Task description -
Please rewrite the rows beginning at the line containing "Target: <item>distant tree line</item>" and stopping after the line containing "MULTIPOLYGON (((91 120, 95", swapping "glove" for "mitten" and leaving everything else unchanged.

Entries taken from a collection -
======

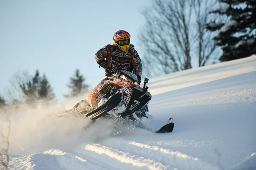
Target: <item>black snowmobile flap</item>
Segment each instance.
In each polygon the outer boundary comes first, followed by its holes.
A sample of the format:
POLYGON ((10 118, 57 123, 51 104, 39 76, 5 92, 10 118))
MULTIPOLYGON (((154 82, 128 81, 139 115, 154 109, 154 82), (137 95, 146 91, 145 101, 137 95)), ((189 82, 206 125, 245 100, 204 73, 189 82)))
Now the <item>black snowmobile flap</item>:
POLYGON ((156 131, 155 132, 157 133, 165 133, 168 132, 172 132, 174 128, 174 123, 171 122, 166 124, 161 128, 158 130, 156 131))

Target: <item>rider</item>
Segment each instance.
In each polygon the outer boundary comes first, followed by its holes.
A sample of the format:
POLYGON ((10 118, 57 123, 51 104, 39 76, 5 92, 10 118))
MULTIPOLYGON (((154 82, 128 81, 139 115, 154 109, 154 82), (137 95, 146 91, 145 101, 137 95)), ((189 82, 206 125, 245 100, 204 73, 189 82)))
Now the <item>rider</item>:
POLYGON ((94 57, 99 66, 105 70, 106 76, 109 76, 119 71, 125 70, 137 76, 140 85, 142 64, 134 45, 130 44, 130 37, 128 32, 118 31, 113 36, 113 44, 107 45, 99 49, 94 57))

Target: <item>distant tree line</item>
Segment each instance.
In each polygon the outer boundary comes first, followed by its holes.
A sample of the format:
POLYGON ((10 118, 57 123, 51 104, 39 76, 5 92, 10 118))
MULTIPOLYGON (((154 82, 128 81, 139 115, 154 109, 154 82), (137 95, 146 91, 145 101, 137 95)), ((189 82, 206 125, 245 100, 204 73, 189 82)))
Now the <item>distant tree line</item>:
POLYGON ((256 54, 255 0, 154 0, 142 14, 149 76, 256 54))
MULTIPOLYGON (((85 83, 86 79, 81 75, 79 70, 75 71, 75 75, 70 78, 67 85, 70 90, 66 98, 76 97, 88 91, 89 85, 85 83)), ((45 74, 41 76, 38 69, 33 76, 27 72, 19 72, 10 81, 10 85, 7 88, 7 96, 11 104, 26 103, 33 105, 39 100, 49 101, 55 98, 55 95, 45 74)), ((0 108, 7 105, 3 96, 0 94, 0 108)))

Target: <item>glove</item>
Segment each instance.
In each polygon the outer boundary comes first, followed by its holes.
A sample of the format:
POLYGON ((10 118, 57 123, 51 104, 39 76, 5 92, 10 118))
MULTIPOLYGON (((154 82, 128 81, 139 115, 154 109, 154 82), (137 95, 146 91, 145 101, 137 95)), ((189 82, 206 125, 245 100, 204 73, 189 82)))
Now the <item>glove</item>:
POLYGON ((112 69, 110 67, 107 67, 106 68, 105 68, 105 76, 110 76, 112 74, 112 69))
POLYGON ((137 79, 138 79, 138 85, 140 85, 141 82, 141 77, 140 76, 137 76, 137 79))

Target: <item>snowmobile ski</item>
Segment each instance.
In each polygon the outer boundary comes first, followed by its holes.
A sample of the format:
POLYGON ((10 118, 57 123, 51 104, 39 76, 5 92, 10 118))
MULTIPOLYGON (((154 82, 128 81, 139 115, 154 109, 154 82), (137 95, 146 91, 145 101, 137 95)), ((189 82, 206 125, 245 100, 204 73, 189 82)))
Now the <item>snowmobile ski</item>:
MULTIPOLYGON (((91 120, 95 120, 106 114, 119 104, 122 98, 122 94, 117 93, 111 97, 105 103, 96 109, 89 112, 85 116, 91 120)), ((82 113, 81 112, 81 113, 82 113)))

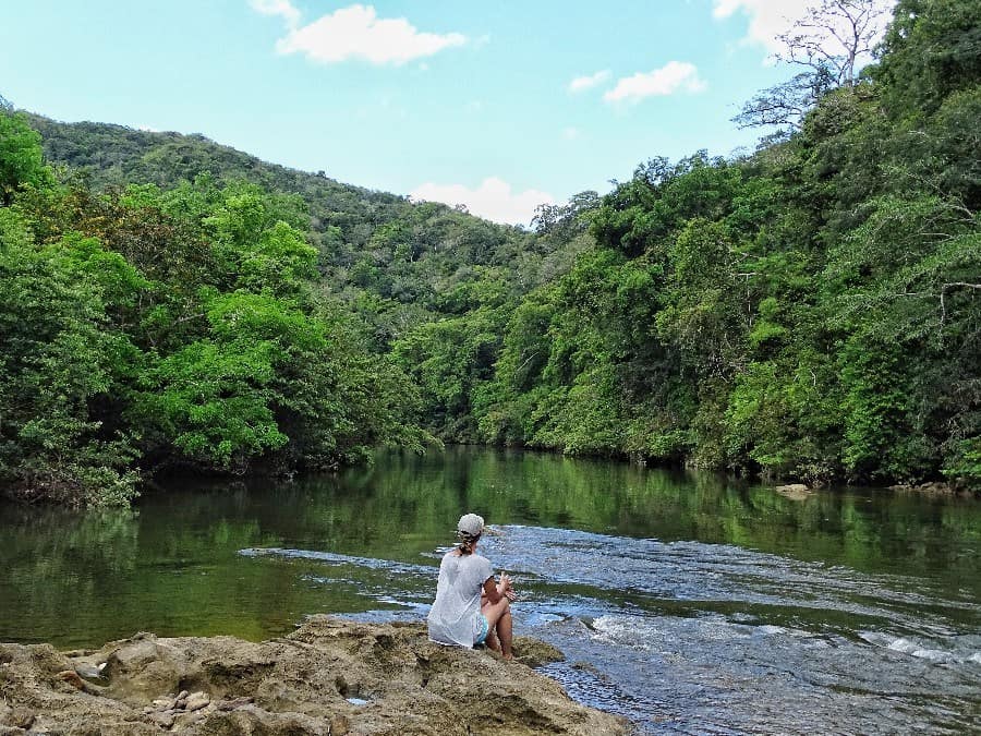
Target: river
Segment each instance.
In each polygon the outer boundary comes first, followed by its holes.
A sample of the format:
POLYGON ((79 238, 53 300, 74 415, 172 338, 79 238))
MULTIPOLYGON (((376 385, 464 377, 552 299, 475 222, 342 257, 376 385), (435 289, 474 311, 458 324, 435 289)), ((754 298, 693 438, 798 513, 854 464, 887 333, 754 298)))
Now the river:
POLYGON ((419 619, 456 520, 514 579, 545 672, 644 734, 981 732, 981 503, 552 455, 384 454, 308 479, 168 481, 129 511, 0 505, 0 641, 259 640, 419 619))

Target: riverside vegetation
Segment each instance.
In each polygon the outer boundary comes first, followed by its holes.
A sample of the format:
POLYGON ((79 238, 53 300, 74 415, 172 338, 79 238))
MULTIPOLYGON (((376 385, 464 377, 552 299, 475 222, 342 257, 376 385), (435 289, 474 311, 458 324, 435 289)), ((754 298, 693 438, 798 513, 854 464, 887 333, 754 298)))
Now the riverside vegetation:
POLYGON ((753 154, 651 159, 531 231, 8 106, 0 479, 126 503, 441 438, 978 490, 978 17, 900 0, 861 75, 747 105, 783 125, 753 154))

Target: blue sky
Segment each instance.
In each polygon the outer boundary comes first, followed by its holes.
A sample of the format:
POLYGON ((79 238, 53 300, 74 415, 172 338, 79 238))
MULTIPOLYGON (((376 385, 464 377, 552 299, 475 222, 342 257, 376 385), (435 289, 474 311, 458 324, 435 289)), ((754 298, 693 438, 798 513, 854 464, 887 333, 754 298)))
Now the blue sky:
POLYGON ((0 94, 203 133, 340 181, 528 222, 653 156, 729 155, 806 0, 11 0, 0 94))

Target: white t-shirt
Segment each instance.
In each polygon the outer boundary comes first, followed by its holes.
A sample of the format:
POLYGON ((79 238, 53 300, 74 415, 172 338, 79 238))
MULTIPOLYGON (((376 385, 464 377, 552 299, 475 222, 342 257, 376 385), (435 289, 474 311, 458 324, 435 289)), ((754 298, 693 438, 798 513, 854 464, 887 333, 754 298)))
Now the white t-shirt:
POLYGON ((481 592, 494 577, 491 560, 476 554, 448 552, 439 564, 436 602, 429 611, 429 639, 473 648, 484 629, 481 592))

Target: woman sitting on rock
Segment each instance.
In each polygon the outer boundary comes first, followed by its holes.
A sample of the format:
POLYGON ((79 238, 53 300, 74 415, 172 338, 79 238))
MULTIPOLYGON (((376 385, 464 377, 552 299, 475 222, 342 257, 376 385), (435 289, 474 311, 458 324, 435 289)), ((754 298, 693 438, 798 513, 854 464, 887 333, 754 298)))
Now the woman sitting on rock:
POLYGON ((468 649, 486 643, 510 660, 510 602, 517 595, 510 578, 501 574, 500 582, 495 583, 491 562, 475 554, 483 533, 483 518, 476 514, 460 517, 460 543, 439 564, 436 602, 429 611, 429 639, 468 649))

======

Solved exercise -
Target: <item>distant tree line</item>
Segment each instance.
In each polygon the outer boundary comes first, followed by its holes.
A sample of the format:
POLYGON ((10 118, 57 123, 51 104, 39 76, 5 92, 10 118))
MULTIPOLYGON (((154 82, 128 81, 139 115, 154 109, 154 82), (137 95, 146 91, 145 101, 137 95)), ((189 82, 206 125, 245 100, 204 73, 189 82)))
Now the <item>distant tree line</item>:
POLYGON ((256 54, 255 0, 154 0, 142 14, 149 76, 256 54))
MULTIPOLYGON (((85 83, 86 79, 81 75, 79 70, 75 71, 75 75, 70 78, 67 85, 70 90, 66 98, 76 97, 88 91, 89 85, 85 83)), ((45 74, 41 76, 38 69, 33 76, 27 72, 19 72, 10 81, 10 85, 7 88, 7 96, 11 104, 26 103, 33 105, 39 100, 49 101, 55 98, 55 95, 45 74)), ((0 108, 7 105, 3 96, 0 94, 0 108)))

Target: <item>mitten</item>
Segment each instance.
In each polygon the outer boundary comes first, followed by its holes.
A sample of the format:
POLYGON ((10 118, 57 123, 51 104, 39 76, 5 92, 10 118))
MULTIPOLYGON (((154 82, 128 81, 139 115, 154 109, 154 82), (137 95, 146 91, 145 101, 137 95)), ((189 82, 206 125, 245 100, 204 73, 189 82)))
Now the <item>mitten</item>:
POLYGON ((112 69, 110 67, 107 67, 106 68, 105 68, 105 76, 110 76, 112 74, 112 69))
POLYGON ((137 79, 138 79, 138 85, 140 85, 141 82, 141 77, 140 76, 137 76, 137 79))

Target: <item>snowmobile ski</item>
Segment each instance.
In each polygon the outer boundary comes first, followed by its holes.
A sample of the format:
POLYGON ((10 118, 57 123, 51 104, 39 76, 5 92, 10 118))
MULTIPOLYGON (((154 82, 128 81, 139 115, 154 109, 154 82), (137 95, 146 91, 145 101, 137 95)), ((189 82, 206 125, 245 100, 204 73, 189 82)))
Now the <item>snowmobile ski</item>:
MULTIPOLYGON (((91 120, 95 120, 106 114, 119 104, 122 98, 122 94, 117 93, 111 97, 105 103, 96 109, 89 112, 85 116, 91 120)), ((82 113, 81 112, 81 113, 82 113)))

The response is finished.